*** SELECTED EXCERPT Section Begins ***

Guess who is officially an engaged woman?! This girl right here! While I knew that it was going to happen sometime soon, I was not expecting it at all tonight. Tonight was just a typical night. I made dinner and were watching some shows. I asked the girls to go clean up their room and Brittany said that she would go make sure they did. After a few minutes she came back and the girls walked out wearing these shirts that said "Mommy will you marry our Meme?" It was very cute and sweet and I was completely shocked. I appreciate that she didn't ask me in front of tons of people as that would have made me super uncomfortable. I'm not one that enjoys being the center of attention much. I kissed the girls and then kissed her and it was just super sweet.

It feels so surreal. Honestly since the beginning of our relationship we've been dream talking about marriage and what our wedding would look like. I've been super careful to not put the carriage before the horse though. I didn't want to take the novelty of the engagement period away from the time it actually happened. So all of the browsing and "planning" I have done thus far has been with the thought that "its not real" yet in the back of my mind. Well, now it is and it's just weird! Ha! I'm actually a bride-to-be now. I don't know what to do with myself!!

Now we have to really get serious and figure out what we actually plan on doing. The state that we live in does not recognize gay marriage at all. So part of me thinks that it's silly at this point to put all the time/effort/money into planning a wedding that isn't even legal. I understand that legality isn't the whole point of marriage, but it's an important part for me. So the next few weeks/months we will have to decide if we just want to wait until it is legal one day, if we want a commitment ceremony, what we want to do exactly. None the less I'm excited that we are on the "next level!"

The basics of IVF

The other night I realized that it may not be obvious to everyone the details of what we are trying to do. Heck if you would have asked me 2 years ago I myself wouldn't have been able to tell you.

IVF stands for In vetro Fertilization. Basically eggs are retrieved from a woman's ovaries and fertilized in a laboratory dish with sperm. After fertilization on day 3 or day 5, the embryo/s are placed back into the uterus. Then wait two weeks and see if it was successful or not.

Brittany and I differ on this process just slightly. Our plan, as long as everything is okay with both us is as follows. Brittany and I will both be patients of the RE's office (reproductive endocrinologist, the doctor that performs the procedure). We will both do a work up of blood work to test our hormone levels and to be sure we are both clear of STD's. Then we will have an evaluation done by a Psychologist to make sure we are both mentally stable and prepared for the procedure. If giving the green light on everything she and I will both begin to take birth control pills to sync up our cycles. From this point on is when things start to get different. I don't know the exact specifics since I have never done the procedure before, but I think it goes something like this.. at some point Brittany will start taking injectibles to stimulate her ovaries. She will go in every day or every other day to be monitored to see how many follicles are growing. Once the doctor says there is enough to retrieve, she will use a trigger shot to have her ovaries release her follicles. The next morning she will be put under anesthesia to have the follicles retrieved. From here her eggs will be fertilized with donor sperm. Hopefully all of the cells develop appropriately and one or two great looking embryos will be placed into my uterus.

*** SELECTED EXCERPT Section Ends ***
*** DATASET EXTRACT Section Begins ***

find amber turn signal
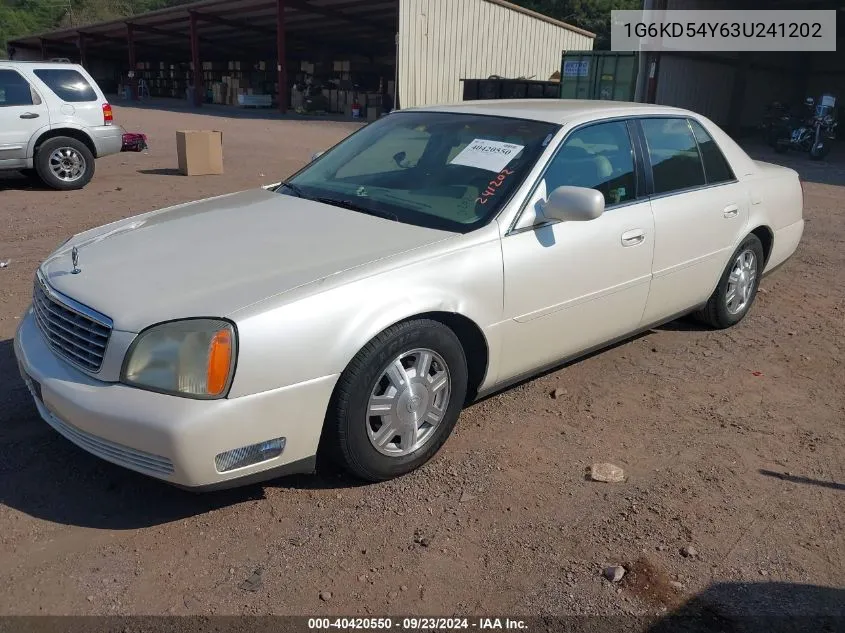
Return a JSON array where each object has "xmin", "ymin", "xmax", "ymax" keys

*** DATASET EXTRACT Section Ends ***

__EXERCISE OBJECTIVE__: Rewrite the paragraph of the engagement and IVF post that begins "Brittany and I differ on this process" as a numbered list of steps, keeping its main facts. The listing is separate material and has no connection to the post about the engagement and IVF.

__REPLY__:
1. Brittany and the writer both become patients of the RE's office (the reproductive endocrinologist, who performs the procedure).
2. Both have blood work to test hormone levels and make sure they are clear of STDs.
3. Both are evaluated by a psychologist to confirm they are mentally stable and prepared for the procedure.
4. If cleared, both take birth control pills to sync their cycles.
5. As the writer understands the later steps, Brittany takes injectables to stimulate her ovaries. She is monitored every day or every other day to see how many follicles are growing.
6. When the doctor says there are enough to retrieve, she takes a trigger shot to release the follicles.
7. The next morning, the follicles are retrieved while she is under anesthesia.
8. Her eggs are fertilized with donor sperm.
9. If the cells develop well, one or two good embryos are placed into the writer's uterus.